Available records
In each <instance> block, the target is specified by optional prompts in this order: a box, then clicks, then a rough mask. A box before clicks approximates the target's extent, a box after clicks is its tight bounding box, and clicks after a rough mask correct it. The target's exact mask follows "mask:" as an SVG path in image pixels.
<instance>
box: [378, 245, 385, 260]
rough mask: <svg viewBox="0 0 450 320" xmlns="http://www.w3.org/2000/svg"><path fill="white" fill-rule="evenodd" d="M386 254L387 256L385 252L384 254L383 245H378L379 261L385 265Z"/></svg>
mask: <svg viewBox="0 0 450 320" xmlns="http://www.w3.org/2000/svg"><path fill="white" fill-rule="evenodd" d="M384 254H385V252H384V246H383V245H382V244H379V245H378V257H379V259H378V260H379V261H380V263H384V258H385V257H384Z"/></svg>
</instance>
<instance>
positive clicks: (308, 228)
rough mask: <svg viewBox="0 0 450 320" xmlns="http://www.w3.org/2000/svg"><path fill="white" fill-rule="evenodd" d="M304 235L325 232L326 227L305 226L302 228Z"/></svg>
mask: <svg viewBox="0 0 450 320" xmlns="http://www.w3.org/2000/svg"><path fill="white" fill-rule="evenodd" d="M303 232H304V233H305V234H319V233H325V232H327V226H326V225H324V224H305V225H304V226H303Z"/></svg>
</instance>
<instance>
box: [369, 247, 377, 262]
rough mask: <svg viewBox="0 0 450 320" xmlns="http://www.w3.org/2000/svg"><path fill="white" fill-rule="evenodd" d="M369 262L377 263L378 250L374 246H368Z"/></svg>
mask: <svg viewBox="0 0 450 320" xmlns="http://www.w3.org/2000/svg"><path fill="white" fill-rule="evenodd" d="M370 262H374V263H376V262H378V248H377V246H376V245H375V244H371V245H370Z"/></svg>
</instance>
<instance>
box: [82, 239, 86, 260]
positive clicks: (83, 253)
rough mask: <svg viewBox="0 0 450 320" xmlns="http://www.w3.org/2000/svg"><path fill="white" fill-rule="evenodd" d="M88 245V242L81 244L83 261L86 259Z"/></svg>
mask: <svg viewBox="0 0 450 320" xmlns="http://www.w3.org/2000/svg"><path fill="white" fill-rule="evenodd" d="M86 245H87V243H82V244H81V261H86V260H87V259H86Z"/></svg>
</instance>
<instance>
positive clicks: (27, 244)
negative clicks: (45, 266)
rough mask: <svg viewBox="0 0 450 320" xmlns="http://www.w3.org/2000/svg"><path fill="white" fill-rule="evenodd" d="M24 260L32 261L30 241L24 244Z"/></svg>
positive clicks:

Problem statement
How many lines of the data hold the string "clicks"? Reply with the number alone.

Exercise output
6